* [What is asked]:
Render the part of the data that opens with the line containing "the white ice" and closes with the line containing "of the flock", both included, as a numbered list with blank lines omitted.

───── Extracted material

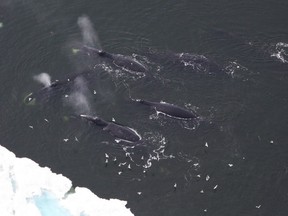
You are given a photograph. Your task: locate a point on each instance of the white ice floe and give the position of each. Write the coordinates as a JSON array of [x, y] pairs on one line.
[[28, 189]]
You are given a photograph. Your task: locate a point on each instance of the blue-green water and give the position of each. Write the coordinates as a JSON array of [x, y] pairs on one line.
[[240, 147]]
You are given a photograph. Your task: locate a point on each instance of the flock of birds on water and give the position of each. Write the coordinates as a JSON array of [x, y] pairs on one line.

──────────
───── Extracted material

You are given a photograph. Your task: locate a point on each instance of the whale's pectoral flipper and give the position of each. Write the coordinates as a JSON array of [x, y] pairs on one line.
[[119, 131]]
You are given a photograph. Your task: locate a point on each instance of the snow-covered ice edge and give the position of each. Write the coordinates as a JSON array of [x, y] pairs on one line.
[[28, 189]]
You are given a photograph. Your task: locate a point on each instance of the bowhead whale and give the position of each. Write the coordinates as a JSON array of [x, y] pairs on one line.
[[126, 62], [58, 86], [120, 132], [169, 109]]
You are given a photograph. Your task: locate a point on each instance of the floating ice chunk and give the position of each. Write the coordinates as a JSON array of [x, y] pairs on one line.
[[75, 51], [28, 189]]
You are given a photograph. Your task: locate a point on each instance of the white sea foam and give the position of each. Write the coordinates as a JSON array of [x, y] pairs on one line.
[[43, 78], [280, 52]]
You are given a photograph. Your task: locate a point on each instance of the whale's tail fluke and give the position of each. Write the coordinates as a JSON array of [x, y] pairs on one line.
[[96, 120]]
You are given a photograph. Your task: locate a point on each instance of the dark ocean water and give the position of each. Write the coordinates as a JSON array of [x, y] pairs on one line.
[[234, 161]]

──────────
───── Extracted material

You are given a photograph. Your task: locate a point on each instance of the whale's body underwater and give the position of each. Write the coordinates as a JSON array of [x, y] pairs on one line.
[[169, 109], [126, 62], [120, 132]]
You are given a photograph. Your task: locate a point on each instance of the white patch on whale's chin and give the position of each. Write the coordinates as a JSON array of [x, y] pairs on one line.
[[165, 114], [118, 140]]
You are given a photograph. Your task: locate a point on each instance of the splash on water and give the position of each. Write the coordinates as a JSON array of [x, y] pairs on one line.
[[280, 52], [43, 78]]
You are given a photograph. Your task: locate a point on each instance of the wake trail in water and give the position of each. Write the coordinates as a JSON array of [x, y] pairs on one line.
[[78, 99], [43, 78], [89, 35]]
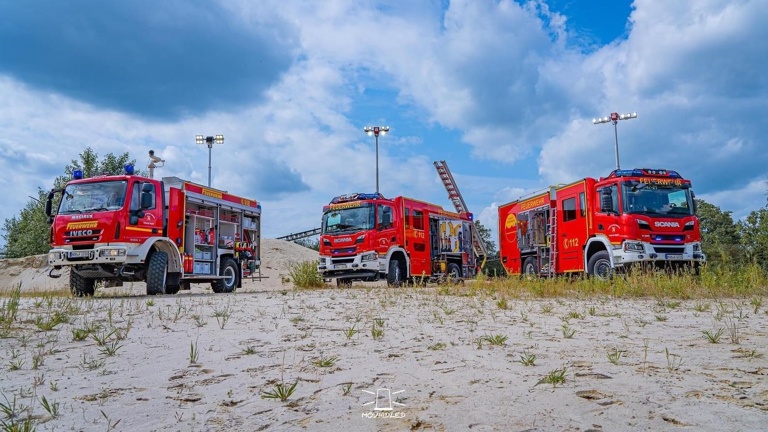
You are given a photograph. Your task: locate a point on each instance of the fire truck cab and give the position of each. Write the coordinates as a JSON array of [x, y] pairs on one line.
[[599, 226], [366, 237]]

──────────

* [Solution]:
1. You are given a photograph. Your task: locate a point on each instance of the white ice floe and give the position of each. Write the coordinates as a JSON array of [x, y] pairs on one line.
2. [[28, 189]]
3. You are given a photograph. Your task: locate a point on each instance of the blue-green water and give the position of each. Write the coordinates as a JSON array of [x, y] pairs on one line.
4. [[240, 147]]
5. You are given a photograph. Your task: locate a point on each instance of the flock of birds on water and give the position of each. Write the coordinates as a JSON array of [x, y] pairs on one line.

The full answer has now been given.